[AVAILABLE RECORDS — start]
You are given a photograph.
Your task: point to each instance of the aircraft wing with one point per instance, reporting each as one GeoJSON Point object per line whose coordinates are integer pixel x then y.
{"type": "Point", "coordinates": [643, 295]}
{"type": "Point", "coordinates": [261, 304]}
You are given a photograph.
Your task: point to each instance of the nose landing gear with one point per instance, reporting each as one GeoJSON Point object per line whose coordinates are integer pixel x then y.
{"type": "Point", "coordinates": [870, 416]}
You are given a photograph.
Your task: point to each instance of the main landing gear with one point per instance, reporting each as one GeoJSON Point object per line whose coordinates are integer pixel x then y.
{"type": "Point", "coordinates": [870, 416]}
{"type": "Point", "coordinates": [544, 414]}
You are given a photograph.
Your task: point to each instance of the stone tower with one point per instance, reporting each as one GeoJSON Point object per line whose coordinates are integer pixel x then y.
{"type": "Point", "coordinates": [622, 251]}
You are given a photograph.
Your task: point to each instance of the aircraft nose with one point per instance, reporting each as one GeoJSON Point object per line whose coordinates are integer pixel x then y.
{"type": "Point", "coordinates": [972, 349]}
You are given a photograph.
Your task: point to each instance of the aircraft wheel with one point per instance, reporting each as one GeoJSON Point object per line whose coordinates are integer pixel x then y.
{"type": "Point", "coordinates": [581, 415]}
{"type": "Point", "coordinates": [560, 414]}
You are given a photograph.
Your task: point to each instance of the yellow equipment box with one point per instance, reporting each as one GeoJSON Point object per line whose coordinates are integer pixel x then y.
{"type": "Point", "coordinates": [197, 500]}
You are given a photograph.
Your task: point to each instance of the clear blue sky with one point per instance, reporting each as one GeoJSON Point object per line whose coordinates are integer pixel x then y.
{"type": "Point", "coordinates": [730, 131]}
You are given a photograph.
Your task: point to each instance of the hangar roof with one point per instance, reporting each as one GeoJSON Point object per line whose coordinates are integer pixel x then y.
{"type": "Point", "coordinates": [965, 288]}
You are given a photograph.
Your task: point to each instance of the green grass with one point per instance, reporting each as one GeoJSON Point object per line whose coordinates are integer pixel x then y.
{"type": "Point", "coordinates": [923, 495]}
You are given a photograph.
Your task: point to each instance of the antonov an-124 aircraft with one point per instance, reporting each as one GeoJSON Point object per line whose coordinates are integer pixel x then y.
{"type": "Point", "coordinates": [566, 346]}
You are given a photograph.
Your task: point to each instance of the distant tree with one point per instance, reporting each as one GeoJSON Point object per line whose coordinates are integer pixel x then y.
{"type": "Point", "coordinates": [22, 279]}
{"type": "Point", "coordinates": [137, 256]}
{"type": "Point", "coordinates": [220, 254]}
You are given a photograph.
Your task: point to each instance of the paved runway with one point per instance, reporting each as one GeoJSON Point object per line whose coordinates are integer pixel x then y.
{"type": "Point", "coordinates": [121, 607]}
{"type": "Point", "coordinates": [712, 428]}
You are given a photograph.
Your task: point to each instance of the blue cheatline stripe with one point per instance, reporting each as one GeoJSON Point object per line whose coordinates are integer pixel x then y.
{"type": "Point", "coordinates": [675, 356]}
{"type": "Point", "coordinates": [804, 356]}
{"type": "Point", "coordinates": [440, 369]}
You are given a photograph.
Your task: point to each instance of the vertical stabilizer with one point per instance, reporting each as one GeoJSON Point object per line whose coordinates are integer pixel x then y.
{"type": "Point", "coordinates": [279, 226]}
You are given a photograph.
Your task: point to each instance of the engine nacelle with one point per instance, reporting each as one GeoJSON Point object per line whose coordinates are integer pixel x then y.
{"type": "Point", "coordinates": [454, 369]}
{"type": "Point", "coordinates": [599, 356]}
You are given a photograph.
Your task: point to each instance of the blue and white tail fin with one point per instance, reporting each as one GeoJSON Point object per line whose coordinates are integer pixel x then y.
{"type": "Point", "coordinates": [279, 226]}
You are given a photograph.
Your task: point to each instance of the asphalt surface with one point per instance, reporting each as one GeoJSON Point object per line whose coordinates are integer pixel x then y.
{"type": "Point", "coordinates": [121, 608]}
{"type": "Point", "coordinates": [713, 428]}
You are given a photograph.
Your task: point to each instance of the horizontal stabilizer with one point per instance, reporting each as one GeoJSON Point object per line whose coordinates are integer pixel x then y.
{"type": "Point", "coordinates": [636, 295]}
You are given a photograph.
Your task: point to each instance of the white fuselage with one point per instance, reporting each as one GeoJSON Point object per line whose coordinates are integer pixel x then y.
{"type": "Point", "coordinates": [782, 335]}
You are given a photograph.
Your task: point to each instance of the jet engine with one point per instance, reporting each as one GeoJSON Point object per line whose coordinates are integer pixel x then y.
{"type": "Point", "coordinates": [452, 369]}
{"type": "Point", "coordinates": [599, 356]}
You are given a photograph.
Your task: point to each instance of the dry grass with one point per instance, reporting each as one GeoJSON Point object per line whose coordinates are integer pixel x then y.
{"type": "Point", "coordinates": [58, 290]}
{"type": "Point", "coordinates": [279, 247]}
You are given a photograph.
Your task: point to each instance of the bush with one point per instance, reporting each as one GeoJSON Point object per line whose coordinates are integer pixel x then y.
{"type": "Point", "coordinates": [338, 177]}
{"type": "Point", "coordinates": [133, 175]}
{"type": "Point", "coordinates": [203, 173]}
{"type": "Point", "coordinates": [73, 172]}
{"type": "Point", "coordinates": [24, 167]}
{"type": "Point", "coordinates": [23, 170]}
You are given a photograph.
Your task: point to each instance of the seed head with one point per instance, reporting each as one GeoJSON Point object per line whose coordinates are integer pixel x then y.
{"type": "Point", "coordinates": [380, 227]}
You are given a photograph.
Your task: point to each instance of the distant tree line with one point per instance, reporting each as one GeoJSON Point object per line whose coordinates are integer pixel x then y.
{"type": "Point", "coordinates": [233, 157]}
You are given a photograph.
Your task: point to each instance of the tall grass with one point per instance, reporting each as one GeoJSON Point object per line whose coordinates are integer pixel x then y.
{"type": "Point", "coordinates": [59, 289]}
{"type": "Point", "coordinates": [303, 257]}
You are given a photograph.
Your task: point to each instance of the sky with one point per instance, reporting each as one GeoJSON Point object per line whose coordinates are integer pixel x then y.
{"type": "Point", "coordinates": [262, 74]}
[AVAILABLE RECORDS — finish]
**WORK REQUIRED**
Would you repeat each line above exactly as it stands?

**EXPECTED OUTPUT**
You are given a photograph.
Your task: point to each instance of the aircraft wing with one point per instance, reporting each as one GeoJSON Point object per line whose coordinates are integer pixel x then y.
{"type": "Point", "coordinates": [643, 295]}
{"type": "Point", "coordinates": [261, 304]}
You are given a photograph.
Your task: point to each instance of the nose landing gear with one point per instance, reporting each as one GeoJSON Point object per line whose coordinates are integer pixel x then y.
{"type": "Point", "coordinates": [870, 416]}
You are given a photograph.
Your task: point to each instance of the main landing gear with one point per instance, reporting each as one GeoJSON Point object per line whose coordinates are integer pixel x then y.
{"type": "Point", "coordinates": [870, 416]}
{"type": "Point", "coordinates": [544, 414]}
You are given a photograph.
Your task: point to each instance of the stone tower with one point per instance, reporting each as one GeoJSON Point object per line whose coordinates are integer pixel x then y.
{"type": "Point", "coordinates": [622, 251]}
You are given a photograph.
Your task: point to each instance of the aircraft nose with one point per instance, reporting each as one GeoJSON Point object per line whose coordinates are integer pixel x then y.
{"type": "Point", "coordinates": [972, 349]}
You are given a photograph.
Your task: point to each instance of the aircraft wheel with one point per instance, reporting each as one GeoJSON Point object per line whose coordinates are integer pixel x then y.
{"type": "Point", "coordinates": [581, 415]}
{"type": "Point", "coordinates": [560, 414]}
You are given a photograph.
Your task: point to each instance of the yellow equipment box with one point per instance, reporting each as one GeoJSON Point object per line whose coordinates are integer pixel x then y.
{"type": "Point", "coordinates": [197, 500]}
You are given a photograph.
Your task: point to each instance of the clear blue sky with one point per instance, reporting each as one GeoJSON Point object per line whose coordinates are integer pixel x then y.
{"type": "Point", "coordinates": [730, 131]}
You are given a photograph.
Your task: point to each instance of the hangar roof with one point per instance, reporting each as one GeoJSON Point object per line whose coordinates are integer pixel x then y.
{"type": "Point", "coordinates": [965, 288]}
You are given a photograph.
Your task: point to each instance of the green grass with one point per instance, reporting each as one GeoJSON Point object per line whose coordinates are integer pixel x then y.
{"type": "Point", "coordinates": [923, 495]}
You are given a photograph.
Your task: point to each instance of the antonov an-124 aircraft with one point per instance, reporting each as one GeoJSON Point object per line whose coordinates are integer pixel x then y.
{"type": "Point", "coordinates": [566, 346]}
You are given a photograph.
Your task: point to each instance of the distant tree with one point per instance, reporting each as one GeoJSON Point object per line whose coordinates are integer pixel x then y.
{"type": "Point", "coordinates": [22, 279]}
{"type": "Point", "coordinates": [137, 256]}
{"type": "Point", "coordinates": [220, 254]}
You are given a photograph.
Your task: point to each instance of the paved runway with one point per instance, reporting each as one GeoJSON Point object per line whose coordinates are integer pixel x then y.
{"type": "Point", "coordinates": [121, 607]}
{"type": "Point", "coordinates": [712, 428]}
You are given a photograph.
Your task: point to each instance of the blue cheatline stripe with one point per instance, reporting each as one GeoJSON Point object per line whose coordinates are integer pixel x then y.
{"type": "Point", "coordinates": [675, 356]}
{"type": "Point", "coordinates": [804, 356]}
{"type": "Point", "coordinates": [440, 369]}
You are given a photograph.
Your task: point to each instance of the vertical stabilizer with one point per instance, reporting each as one GeoJSON Point object per line whose coordinates are integer pixel x then y.
{"type": "Point", "coordinates": [279, 226]}
You are given a photograph.
Your task: point to each instance of the engine nacelle with one point per instance, reporting each as one GeoJSON Point object per line whose coordinates are integer pixel x then y.
{"type": "Point", "coordinates": [454, 369]}
{"type": "Point", "coordinates": [599, 356]}
You are given a photograph.
Your task: point to each instance of the blue and white tail fin with one point per instance, reporting each as one GeoJSON Point object per line whose coordinates are integer pixel x then y.
{"type": "Point", "coordinates": [279, 226]}
You are given a photograph.
Your task: point to each instance of the asphalt surface with one point per instance, reporting each as one GeoJSON Point object per line whose coordinates are integer pixel x then y.
{"type": "Point", "coordinates": [121, 608]}
{"type": "Point", "coordinates": [713, 428]}
You are given a photograph.
Your task: point to each instance of the horizontal stabilizer with one point per instance, reporting each as one GeoJSON Point object per line whose coordinates are integer pixel x then y.
{"type": "Point", "coordinates": [636, 295]}
You are given a photograph.
Your task: point to each instance of the white fuselage with one point per instance, reporting each as one GeoJSON Point object per line whose coordinates are integer pixel x then y.
{"type": "Point", "coordinates": [782, 335]}
You are given a photograph.
Your task: point to each instance of the jet engine with one point per instance, reporting each as one GeoJSON Point object per line whose coordinates are integer pixel x then y.
{"type": "Point", "coordinates": [452, 369]}
{"type": "Point", "coordinates": [599, 356]}
You are given a photograph.
Your task: point to each instance of the dry grass with one point per instance, reporting each as one GeoJSON Point object per line whose coordinates are integer pixel x then y.
{"type": "Point", "coordinates": [58, 290]}
{"type": "Point", "coordinates": [279, 247]}
You are given a photograph.
Your task: point to each instance of the bush with one point per instance, reporting each as one GeoJSON Point object per line whose coordinates are integer pixel x then y.
{"type": "Point", "coordinates": [338, 177]}
{"type": "Point", "coordinates": [133, 175]}
{"type": "Point", "coordinates": [203, 173]}
{"type": "Point", "coordinates": [73, 172]}
{"type": "Point", "coordinates": [24, 167]}
{"type": "Point", "coordinates": [23, 170]}
You are given a photograph.
Your task: point to each instance of the seed head with one point per instance, reporting each as one GeoJSON Point object per line whose coordinates are integer pixel x then y.
{"type": "Point", "coordinates": [380, 227]}
You are given a photograph.
Your task: point to each instance of the distant tree line with one point per instance, reporting each as one GeoJSON Point object per line whose coordinates are integer pixel x then y.
{"type": "Point", "coordinates": [233, 157]}
You are given a photograph.
Your task: point to each instance of the tall grass with one point per instance, reporting each as one GeoJSON Point object per line whose coordinates are integer pixel x then y.
{"type": "Point", "coordinates": [59, 289]}
{"type": "Point", "coordinates": [303, 257]}
You are given a photograph.
Your task: point to each instance of the sky with one point per instance, reporting each as one GeoJSON Point object per line whose coordinates are integer pixel x then y.
{"type": "Point", "coordinates": [262, 74]}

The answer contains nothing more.